Reading text
···
Looking for ideas on teaching scale drawings? You are in the right place! If you are looking for how to teach this concept then read this post first about I Can Statements and scale drawings. Or, if you want to see how to introduce this topic through discovery & interactive notes, check out this post. In this post you’ll find 8 engaging scale drawing activities to practice in your classroom.
The 8 activities are:
- A coloring activity
- Interactive computer activity
- A whole class knockout game
- 2 internet games
- A collection of worksheets
- Performance tasks
- An extended project
There are many ways to practice any concept. Finding a good combination for modeling, practicing, and reinforcing learning is the art of being a teacher. Below, I have included some activities that I use while teaching this concept. They work for different parts of the lesson like anticipatory set, modeling, practice, and closure. You can mix and match them to work for your students. This variety of approaches can be used as math centers, partner work, independent work, or with the whole class depending on the activity.
Coloring page for independent practice
This coloring page engages students by having the fun of coloring a picture while they are completing their work. It makes it easy for the teacher to monitor progress and from my experience students don’t want to get the answers wrong so they will check with the teacher to make sure they are correct. This particular coloring activity has 12 problems and they are short story problems. They would be good to use with an annotating strategy like the one we use with this foldable. I would use this activity after notes are taken as a first round of independent practice.
Every class has some students who finish before everyone else and it can be had to always have something for them to do. During scale drawings practice the following is an activity that students can do on their own with a computer. The program basically walks them through a couple of hands-on activities of scale drawings in real life. It is something that students who are fast finishers should be able to complete on their own. This activity will challenge students a little, but not too much.
More independent practice for scale drawing
I like to use computer games for some independent practice. Many of them can be found on the internet for free. You will want to preview any game before you assign it to students because students will ask you questions about it and you want to make sure it is of high quality.
The following links are computer-based games that students can play to reinforce this topic. They are free and I find that students really get motivated when they can practice on the computer and when there is a game involved. These would be great for anticipatory set, fast finishers, or independent practice. Students really seem to get excited when they can play games together, so you might want to let them complete the game with a friend.
···
Entries pointing to named objects:
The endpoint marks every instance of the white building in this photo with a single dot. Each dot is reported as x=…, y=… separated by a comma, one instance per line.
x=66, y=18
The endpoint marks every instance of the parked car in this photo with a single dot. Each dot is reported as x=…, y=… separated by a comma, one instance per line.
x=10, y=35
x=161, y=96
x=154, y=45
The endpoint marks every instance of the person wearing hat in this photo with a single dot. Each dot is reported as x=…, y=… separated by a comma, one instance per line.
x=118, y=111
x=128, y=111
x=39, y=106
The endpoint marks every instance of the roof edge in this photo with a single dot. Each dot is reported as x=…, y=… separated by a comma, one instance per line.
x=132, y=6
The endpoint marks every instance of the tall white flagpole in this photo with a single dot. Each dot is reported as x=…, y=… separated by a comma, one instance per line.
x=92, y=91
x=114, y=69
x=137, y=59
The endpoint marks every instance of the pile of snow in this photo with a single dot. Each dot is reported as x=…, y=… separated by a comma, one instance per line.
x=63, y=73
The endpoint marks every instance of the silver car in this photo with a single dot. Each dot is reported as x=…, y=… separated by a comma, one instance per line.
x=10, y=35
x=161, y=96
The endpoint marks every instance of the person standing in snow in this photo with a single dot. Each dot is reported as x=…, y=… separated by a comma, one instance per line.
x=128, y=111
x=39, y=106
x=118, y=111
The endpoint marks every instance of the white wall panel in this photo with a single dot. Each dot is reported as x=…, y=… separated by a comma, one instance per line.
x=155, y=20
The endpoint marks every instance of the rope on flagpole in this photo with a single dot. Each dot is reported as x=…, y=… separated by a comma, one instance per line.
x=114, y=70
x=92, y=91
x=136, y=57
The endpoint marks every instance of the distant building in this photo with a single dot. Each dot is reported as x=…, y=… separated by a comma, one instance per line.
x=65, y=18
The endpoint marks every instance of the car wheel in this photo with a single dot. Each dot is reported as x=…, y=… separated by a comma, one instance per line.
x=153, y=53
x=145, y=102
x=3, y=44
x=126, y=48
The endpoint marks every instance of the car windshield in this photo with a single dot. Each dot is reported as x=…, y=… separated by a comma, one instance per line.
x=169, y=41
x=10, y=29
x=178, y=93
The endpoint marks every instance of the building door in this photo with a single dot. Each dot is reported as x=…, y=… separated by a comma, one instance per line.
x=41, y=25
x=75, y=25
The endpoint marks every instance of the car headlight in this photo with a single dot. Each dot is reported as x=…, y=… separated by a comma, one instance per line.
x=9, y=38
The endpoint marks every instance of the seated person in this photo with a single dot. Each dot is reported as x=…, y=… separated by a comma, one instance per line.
···
Task to carry out
Write the next part of the post on scale drawing activities, starting right after its last sentence. The records were taken from a separate source and have no connection to the text.

Result of this task
The scale factory x-proportional is a fun game that has students working with proportions. It also lets students play in a video game format where they are collecting keys and solving missions. I use this as an anticipatory set and then let students go back to it if they finish their assignment early. My kids love games like this.
This game is much less game-like than the first one. It is a collection of story problems and students can enter their answer and see if they are right or wrong. Partners can play this and if they get it right they could roll a dice or spin a spinner to see how many points they get. You could also use this with the whole class and have student keep track of their stars as they answer the questions. The questions are simple and they are already prepared for you.
Practice with a whole class game
One great way to review for a test or to see how the class is doing is through playing whole class games. There is a game, that I created, that I love playing with my class called knockout. It can be played with or without an interactive whiteboard, but all you need to have is a projector. This is how it is played:
A student chooses one of the items on this screen:
Then, their choice leads to a question or problem:
All students answer the question on either a printed scorecard or a whiteboard. Then you show the answer and discuss it. The students who got the right answer get the points and they keep track of their points on their scorecard. You then will go back to the first board and choose another item that leads to a question. To add some fun there are some bonuses.
When they get to the bonus page they have three choices. Whichever one they choose will lead to a good or a bad bonus.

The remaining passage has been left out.